**What is being asked:**
Every line with the string "leaf" must be copied from the entries below.

**The data:**
------
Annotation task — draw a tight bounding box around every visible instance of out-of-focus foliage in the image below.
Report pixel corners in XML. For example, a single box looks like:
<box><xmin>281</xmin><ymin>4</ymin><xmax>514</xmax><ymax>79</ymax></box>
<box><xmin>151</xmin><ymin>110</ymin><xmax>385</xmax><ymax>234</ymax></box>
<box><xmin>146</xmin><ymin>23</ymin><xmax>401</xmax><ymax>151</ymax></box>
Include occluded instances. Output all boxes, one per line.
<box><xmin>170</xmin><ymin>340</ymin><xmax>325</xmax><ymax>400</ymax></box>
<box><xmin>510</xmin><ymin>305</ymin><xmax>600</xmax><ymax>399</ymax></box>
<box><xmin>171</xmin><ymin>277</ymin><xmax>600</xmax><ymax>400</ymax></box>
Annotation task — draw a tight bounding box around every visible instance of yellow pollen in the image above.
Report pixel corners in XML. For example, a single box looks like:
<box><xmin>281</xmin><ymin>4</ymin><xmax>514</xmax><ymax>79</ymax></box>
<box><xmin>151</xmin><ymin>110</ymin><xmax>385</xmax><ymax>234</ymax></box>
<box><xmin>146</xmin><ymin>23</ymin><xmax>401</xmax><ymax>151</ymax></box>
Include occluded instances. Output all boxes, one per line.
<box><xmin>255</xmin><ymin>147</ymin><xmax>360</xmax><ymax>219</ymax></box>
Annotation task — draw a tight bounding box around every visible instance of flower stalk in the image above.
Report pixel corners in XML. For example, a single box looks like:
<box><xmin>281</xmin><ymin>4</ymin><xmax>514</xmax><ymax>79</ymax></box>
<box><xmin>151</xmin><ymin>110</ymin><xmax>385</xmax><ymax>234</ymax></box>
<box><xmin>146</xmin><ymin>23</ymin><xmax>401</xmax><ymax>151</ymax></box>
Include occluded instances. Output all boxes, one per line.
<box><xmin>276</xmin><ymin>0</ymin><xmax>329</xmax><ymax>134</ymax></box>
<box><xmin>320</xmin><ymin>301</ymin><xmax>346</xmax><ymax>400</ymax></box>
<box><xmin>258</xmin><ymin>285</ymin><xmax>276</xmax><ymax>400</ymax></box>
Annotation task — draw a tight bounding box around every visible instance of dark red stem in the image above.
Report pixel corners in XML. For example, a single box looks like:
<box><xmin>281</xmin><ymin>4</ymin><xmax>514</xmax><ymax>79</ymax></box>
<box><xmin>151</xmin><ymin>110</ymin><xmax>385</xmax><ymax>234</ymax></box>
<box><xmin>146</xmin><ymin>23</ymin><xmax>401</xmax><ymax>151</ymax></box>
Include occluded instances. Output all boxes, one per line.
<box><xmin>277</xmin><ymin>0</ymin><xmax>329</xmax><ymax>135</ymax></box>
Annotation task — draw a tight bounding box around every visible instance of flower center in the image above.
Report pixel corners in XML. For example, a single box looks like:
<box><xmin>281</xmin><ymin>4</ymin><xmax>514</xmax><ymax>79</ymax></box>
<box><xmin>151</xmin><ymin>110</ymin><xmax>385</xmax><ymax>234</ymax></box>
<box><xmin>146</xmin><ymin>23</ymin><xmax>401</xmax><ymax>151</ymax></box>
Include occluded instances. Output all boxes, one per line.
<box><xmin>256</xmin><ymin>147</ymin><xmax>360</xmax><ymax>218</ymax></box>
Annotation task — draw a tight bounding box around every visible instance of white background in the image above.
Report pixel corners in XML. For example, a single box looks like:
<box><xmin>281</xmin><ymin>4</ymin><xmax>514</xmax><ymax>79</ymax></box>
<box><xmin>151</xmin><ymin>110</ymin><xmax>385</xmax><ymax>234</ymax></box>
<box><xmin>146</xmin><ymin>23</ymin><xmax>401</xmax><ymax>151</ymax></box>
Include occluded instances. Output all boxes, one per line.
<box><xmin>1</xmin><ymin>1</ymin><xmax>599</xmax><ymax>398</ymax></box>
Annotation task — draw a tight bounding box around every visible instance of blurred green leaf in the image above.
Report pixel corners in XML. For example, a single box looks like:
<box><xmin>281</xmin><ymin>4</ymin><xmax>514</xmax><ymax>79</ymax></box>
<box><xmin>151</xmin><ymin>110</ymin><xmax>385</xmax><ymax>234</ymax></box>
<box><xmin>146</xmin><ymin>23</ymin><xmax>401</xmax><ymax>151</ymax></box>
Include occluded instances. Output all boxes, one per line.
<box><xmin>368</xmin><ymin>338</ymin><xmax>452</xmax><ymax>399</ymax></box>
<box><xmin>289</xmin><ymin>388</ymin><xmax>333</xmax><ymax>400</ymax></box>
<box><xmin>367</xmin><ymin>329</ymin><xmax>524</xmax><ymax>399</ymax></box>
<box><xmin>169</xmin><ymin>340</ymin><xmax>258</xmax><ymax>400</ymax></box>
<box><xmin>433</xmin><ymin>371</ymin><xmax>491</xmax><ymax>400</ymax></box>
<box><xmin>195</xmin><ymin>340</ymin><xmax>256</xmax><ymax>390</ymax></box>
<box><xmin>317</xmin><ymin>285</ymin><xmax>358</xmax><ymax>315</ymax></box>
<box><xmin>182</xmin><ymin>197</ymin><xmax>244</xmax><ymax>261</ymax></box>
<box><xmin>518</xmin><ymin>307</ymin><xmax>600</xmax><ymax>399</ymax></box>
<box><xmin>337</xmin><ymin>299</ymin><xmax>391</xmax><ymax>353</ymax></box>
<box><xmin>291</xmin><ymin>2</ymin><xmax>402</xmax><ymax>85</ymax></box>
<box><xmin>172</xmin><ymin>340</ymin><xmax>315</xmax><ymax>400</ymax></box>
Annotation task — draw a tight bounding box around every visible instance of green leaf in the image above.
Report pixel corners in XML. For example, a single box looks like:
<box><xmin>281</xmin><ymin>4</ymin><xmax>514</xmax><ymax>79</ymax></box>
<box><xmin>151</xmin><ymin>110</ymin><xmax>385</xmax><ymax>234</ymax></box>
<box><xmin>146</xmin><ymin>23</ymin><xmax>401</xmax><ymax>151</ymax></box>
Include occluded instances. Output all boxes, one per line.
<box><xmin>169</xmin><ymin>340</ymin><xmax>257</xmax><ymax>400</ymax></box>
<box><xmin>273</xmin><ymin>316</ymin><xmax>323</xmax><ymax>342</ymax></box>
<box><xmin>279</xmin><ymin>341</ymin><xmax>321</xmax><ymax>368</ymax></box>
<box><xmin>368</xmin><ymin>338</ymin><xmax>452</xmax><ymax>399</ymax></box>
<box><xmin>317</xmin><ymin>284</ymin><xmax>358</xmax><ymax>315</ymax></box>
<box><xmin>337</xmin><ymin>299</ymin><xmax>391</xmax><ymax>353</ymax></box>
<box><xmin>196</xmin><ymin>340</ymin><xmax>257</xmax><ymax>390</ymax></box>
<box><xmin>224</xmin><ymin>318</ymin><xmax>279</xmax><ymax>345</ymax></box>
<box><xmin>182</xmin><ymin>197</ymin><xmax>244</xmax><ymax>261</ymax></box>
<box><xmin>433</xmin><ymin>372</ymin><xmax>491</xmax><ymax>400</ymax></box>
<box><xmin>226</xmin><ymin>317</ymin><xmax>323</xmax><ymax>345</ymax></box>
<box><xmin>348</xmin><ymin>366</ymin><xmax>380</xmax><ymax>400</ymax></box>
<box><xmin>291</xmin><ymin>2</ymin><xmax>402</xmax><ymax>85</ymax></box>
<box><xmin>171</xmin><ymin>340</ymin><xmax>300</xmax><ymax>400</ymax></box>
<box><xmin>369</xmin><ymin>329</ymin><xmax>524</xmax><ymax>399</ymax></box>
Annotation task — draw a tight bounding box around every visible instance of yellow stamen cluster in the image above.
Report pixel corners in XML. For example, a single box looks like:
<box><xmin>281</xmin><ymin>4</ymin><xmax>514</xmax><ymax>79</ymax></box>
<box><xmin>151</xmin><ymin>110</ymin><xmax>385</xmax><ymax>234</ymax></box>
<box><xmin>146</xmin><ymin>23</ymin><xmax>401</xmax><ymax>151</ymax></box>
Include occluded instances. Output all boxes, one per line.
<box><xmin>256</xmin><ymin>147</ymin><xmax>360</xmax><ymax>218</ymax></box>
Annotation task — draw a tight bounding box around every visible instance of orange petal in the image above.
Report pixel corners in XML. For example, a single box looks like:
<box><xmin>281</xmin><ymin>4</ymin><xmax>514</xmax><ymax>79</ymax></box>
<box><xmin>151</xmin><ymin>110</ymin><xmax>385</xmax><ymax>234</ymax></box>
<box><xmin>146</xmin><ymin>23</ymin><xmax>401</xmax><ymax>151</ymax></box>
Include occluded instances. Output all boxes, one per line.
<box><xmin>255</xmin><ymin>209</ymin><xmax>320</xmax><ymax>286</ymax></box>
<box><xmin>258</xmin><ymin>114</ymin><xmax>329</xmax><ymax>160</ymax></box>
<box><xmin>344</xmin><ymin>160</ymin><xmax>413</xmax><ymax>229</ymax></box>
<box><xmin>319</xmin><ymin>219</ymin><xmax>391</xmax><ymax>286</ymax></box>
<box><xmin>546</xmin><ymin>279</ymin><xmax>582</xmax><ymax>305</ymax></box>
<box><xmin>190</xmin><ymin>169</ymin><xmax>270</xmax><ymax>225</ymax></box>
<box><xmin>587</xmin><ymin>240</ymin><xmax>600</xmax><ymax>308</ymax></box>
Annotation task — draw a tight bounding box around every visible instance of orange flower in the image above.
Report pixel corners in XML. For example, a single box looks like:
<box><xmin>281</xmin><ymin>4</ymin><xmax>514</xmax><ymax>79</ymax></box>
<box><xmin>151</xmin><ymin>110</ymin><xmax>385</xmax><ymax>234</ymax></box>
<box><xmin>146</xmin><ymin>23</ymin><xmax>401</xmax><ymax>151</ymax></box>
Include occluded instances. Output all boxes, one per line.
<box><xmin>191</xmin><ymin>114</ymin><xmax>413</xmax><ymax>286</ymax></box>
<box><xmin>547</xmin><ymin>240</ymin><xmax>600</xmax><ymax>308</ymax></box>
------
**Problem solution:**
Annotation task — draw a tight bounding box around every visible instance of blurred green leaf in the image above.
Annotation task — draw a tight bounding box around every visible instance of green leaf in the image above.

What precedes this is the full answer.